■ Passage shown
+ + +
The final chapters, on the Napoleonic conquest, are a vivid evocation of the grand prototype for Nazi looting as we have recently known it. The appendices, which deal with the value of money and various subjects essential to the text, are hardly less provocative — for once — than the text itself. The book is happily designed, copiously and well illustrated.
In his foreword, Mr. Taylor warns that The Taste of Angels is “addressed neither to the art historian nor to the businessman, but to those who care for art and have a curiosity about those who likewise cared before them.” He apologizes for “inquiring into many divergent fields in which no single person can have universal competence.”The author thus recognizes the fundamental danger in the book’s concept and structure: that of attempting to reconcile and integrate the separate strains of history — social, political, economic, and artistic — which do not always fall conveniently into a rhythmic pattern of parallels. His history will probably not appease the specialist’s hunger. Essentially, what Mr. Taylor has given us is a chronicle — rather than an analysis—of taste. It might be argued that the Director of the Metropolitan should have indulged more liberally in aesthetic judgments, but this will not lessen the general reader’s appetite.
Mr. Taylor’s documentation is thorough and ordered. Upon a scholarly foundation he has superimposed a rewarding layer of lively history, written with a sure, human touch and with personal appreciation of the qualities and deeds of men who have prized art through the ages.
Occasionally his amiable interpretation of history reflects in astonishing degree his predilections as director of a great museum — his Latin orientat ion; his pragmatic sense of the inextricability of art from the complex web of human attainment, (and his impatience with the contemporary separatists and mystics); his determination to make the lessons of art lucid and profitable to all who would look and listen. If this spells corruption, where is the historian who is less guilty?
The Taste of Angels is popular history in the best sense. It has a warm message for the patron of princely aspirations and for the modest young collector; for the reader of Defoe and Vasari, the student of Taine, Keynes, or Toynbee — in fact, for the many to whom the fabric of man’s progress remains endlessly fascinating.
“These works of art,” Mr. Taylor concludes, “ have been preserved and handed on from one generation to the next because the ideas that lie behind them are, and have always been, considered vital to the abundant life. They are the very things which distinguish the adolescence of one nation from the intellectual maturity of another. ... It remains for our generation to decide whether we shall guarantee the ebb and flow of these spiritual values, or, whether we, the temporary custodians, shall bear the responsibility of debasing the one remaining currency of civilized man.”
+ + +
■ Study material
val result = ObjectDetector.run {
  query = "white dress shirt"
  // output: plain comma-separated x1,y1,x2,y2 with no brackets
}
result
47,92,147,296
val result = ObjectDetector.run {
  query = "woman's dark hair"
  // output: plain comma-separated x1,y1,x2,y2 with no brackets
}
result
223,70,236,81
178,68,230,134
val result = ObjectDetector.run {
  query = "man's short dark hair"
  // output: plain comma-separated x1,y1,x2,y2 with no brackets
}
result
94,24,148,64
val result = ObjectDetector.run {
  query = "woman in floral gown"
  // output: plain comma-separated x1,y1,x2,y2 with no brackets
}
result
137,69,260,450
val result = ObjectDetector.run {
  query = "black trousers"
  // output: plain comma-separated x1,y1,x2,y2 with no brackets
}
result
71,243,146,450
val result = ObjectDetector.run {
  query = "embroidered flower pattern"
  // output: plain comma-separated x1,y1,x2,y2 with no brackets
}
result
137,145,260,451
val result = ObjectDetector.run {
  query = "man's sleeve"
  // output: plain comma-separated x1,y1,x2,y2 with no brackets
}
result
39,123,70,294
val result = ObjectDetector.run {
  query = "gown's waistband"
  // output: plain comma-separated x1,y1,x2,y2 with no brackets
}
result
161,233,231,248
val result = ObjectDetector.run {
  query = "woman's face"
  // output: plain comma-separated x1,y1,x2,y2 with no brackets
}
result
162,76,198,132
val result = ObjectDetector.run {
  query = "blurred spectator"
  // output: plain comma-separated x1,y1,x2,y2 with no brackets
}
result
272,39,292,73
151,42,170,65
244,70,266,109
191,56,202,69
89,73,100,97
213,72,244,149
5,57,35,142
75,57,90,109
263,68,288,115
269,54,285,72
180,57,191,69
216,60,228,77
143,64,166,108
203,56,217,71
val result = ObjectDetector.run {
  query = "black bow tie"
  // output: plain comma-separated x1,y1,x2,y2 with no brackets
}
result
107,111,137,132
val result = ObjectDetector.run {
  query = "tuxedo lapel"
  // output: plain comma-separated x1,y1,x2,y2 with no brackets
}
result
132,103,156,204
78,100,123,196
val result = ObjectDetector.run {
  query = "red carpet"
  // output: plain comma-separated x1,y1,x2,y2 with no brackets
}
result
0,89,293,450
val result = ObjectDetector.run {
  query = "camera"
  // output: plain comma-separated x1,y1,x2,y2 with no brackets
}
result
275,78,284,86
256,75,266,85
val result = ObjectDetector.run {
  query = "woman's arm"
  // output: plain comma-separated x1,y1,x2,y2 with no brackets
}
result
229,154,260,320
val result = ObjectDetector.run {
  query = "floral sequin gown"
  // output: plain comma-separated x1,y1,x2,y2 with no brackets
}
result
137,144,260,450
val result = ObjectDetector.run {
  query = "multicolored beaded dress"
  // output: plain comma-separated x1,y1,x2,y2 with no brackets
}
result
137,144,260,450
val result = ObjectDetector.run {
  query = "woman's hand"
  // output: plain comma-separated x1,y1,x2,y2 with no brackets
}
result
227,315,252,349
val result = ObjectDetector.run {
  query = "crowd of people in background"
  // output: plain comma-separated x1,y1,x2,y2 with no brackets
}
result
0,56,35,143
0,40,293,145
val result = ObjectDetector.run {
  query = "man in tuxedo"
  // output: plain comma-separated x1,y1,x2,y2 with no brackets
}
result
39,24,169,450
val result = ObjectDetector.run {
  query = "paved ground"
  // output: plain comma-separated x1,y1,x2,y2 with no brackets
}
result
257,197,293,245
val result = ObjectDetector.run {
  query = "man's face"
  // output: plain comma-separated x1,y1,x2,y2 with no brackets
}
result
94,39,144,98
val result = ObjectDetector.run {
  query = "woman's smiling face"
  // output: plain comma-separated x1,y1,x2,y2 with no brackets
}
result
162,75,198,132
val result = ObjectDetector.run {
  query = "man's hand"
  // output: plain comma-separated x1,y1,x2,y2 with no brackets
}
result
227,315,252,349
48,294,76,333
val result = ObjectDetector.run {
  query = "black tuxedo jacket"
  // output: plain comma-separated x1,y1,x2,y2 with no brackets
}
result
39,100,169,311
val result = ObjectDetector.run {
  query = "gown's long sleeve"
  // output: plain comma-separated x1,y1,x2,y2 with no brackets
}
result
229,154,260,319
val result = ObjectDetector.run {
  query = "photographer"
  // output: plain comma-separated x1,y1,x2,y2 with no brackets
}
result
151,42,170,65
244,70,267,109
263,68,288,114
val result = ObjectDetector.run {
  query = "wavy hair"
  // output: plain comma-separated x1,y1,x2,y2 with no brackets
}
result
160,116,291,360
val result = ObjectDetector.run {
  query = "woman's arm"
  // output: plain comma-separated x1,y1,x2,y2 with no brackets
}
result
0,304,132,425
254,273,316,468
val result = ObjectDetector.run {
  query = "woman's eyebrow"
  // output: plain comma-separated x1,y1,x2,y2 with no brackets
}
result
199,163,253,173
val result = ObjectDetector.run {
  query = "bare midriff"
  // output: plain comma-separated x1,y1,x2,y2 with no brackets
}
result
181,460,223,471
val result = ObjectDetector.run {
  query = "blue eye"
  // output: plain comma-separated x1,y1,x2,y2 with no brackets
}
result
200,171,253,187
+ + +
■ Work request A
Write out part of the book review above, beginning at the words "Mr. Taylor’s documentation" and stopping after "is less guilty?", without changing anything.
■ Work request B
Put this sentence from the book review above into Spanish: "Mr. Taylor’s documentation is thorough and ordered."

■ Exercise answer A
Mr. Taylor’s documentation is thorough and ordered. Upon a scholarly foundation he has superimposed a rewarding layer of lively history, written with a sure, human touch and with personal appreciation of the qualities and deeds of men who have prized art through the ages.
Occasionally his amiable interpretation of history reflects in astonishing degree his predilections as director of a great museum — his Latin orientat ion; his pragmatic sense of the inextricability of art from the complex web of human attainment, (and his impatience with the contemporary separatists and mystics); his determination to make the lessons of art lucid and profitable to all who would look and listen. If this spells corruption, where is the historian who is less guilty?

■ Exercise answer B
La documentación del Sr. Taylor es minuciosa y ordenada.